INSTRUCTION: Collect each line in the entries below that contains the string "using". Case matters, so a line counts only when its capitalization matches.

DATA SHOWN:
[Begin]

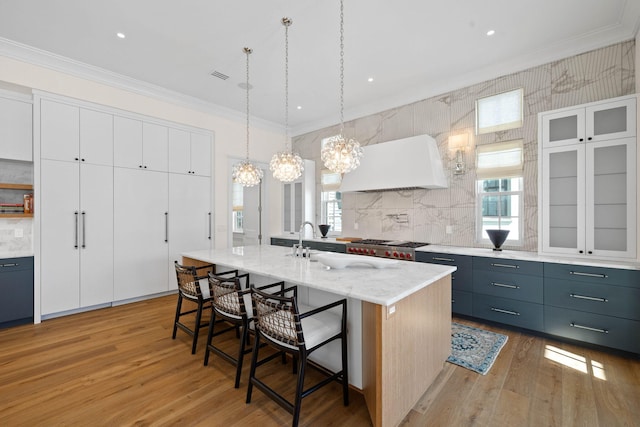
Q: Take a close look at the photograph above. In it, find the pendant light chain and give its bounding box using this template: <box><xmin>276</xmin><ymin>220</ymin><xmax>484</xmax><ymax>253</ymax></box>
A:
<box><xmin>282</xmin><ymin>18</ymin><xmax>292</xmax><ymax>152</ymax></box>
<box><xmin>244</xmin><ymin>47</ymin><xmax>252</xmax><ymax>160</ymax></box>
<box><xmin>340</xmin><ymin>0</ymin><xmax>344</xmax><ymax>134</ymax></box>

[End]
[Begin]

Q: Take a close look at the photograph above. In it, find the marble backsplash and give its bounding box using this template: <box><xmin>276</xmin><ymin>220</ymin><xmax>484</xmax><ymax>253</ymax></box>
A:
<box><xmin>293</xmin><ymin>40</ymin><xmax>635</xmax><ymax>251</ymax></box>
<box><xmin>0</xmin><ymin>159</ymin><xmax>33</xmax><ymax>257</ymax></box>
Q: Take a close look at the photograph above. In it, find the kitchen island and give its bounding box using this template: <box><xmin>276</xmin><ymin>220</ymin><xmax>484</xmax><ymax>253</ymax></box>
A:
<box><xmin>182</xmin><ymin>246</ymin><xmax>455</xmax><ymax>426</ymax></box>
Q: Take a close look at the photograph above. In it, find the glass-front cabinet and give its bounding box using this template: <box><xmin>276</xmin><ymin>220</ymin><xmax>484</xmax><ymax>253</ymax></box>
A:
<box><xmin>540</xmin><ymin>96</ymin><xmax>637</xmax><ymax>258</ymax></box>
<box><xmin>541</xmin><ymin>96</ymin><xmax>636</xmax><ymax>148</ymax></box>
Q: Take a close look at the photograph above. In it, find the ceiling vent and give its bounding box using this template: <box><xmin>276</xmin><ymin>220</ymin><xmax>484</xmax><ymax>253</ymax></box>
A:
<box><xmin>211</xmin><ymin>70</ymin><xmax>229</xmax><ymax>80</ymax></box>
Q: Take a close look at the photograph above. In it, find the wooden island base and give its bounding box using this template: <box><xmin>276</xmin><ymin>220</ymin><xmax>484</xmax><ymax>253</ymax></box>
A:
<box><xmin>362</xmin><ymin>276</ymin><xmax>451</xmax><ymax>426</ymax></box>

[End]
[Begin]

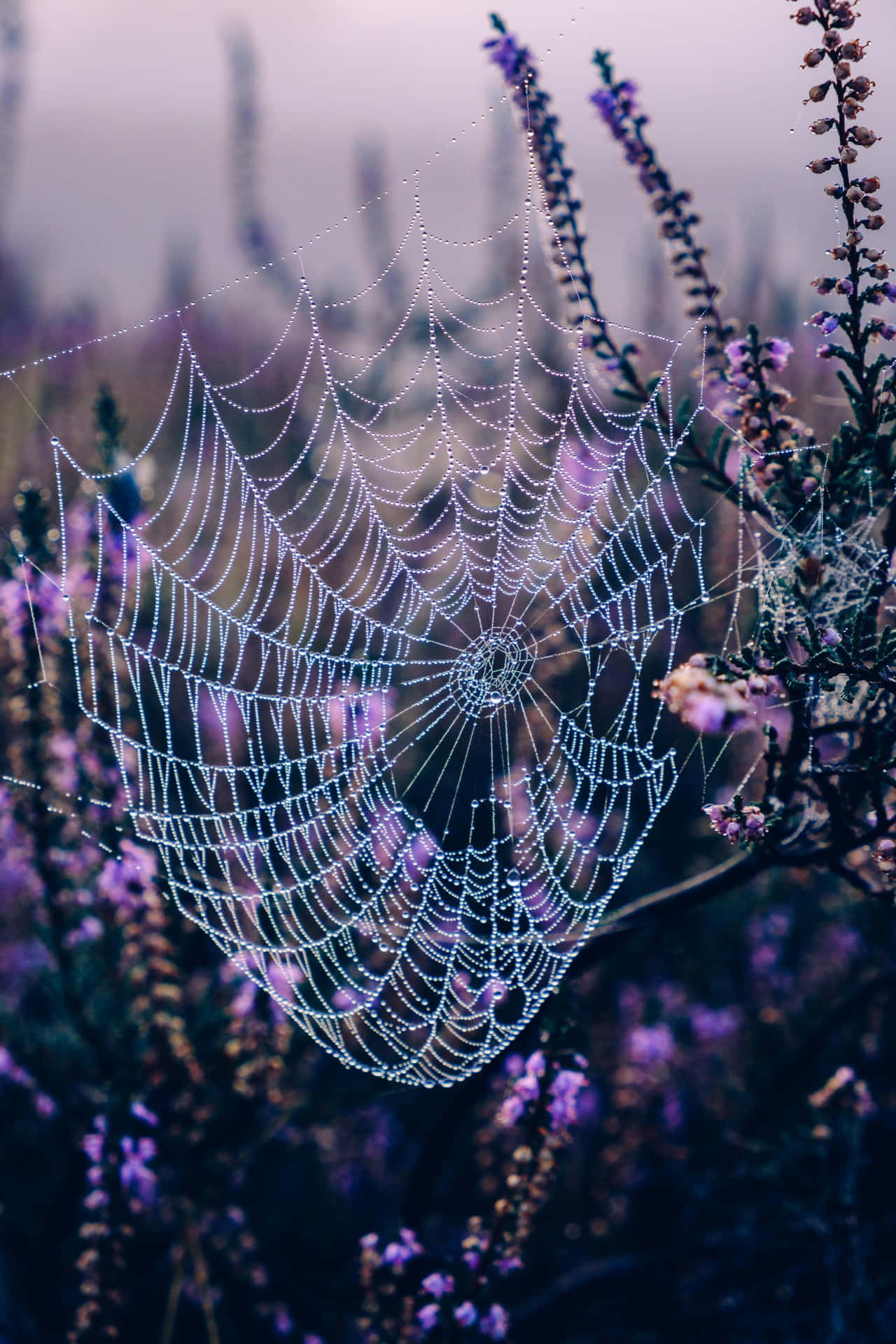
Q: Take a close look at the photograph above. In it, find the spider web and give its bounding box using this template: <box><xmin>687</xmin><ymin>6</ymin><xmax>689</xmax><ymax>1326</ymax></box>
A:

[End]

SOLUTION TO THIS PROBLEM:
Q: Take a close look at the photograph above. In it, find the pendant light chain and give its bounding box using this template: <box><xmin>276</xmin><ymin>220</ymin><xmax>484</xmax><ymax>253</ymax></box>
Q: Take a close look at the photograph above. In it, find the marble backsplash and give its bounding box using this template: <box><xmin>276</xmin><ymin>220</ymin><xmax>484</xmax><ymax>253</ymax></box>
Q: Take a close look at the photograph above. In it, find the kitchen island and give its bounding box using this template: <box><xmin>276</xmin><ymin>220</ymin><xmax>484</xmax><ymax>253</ymax></box>
Q: Take a close look at the photograph above. In it, find the glass-front cabinet and give its bounding box using this template: <box><xmin>276</xmin><ymin>220</ymin><xmax>484</xmax><ymax>253</ymax></box>
Q: Take a close look at the photograph above. In it, find the ceiling vent and give its bounding box using this template: <box><xmin>276</xmin><ymin>220</ymin><xmax>484</xmax><ymax>253</ymax></box>
Q: Take a close look at the photograph above. In it, find the wooden island base and give its bounding box using this template: <box><xmin>276</xmin><ymin>220</ymin><xmax>484</xmax><ymax>253</ymax></box>
Q: Take a close look at the photograph above. In it, find the spider web and give its bounding box using this template: <box><xmin>687</xmin><ymin>6</ymin><xmax>689</xmax><ymax>1326</ymax></box>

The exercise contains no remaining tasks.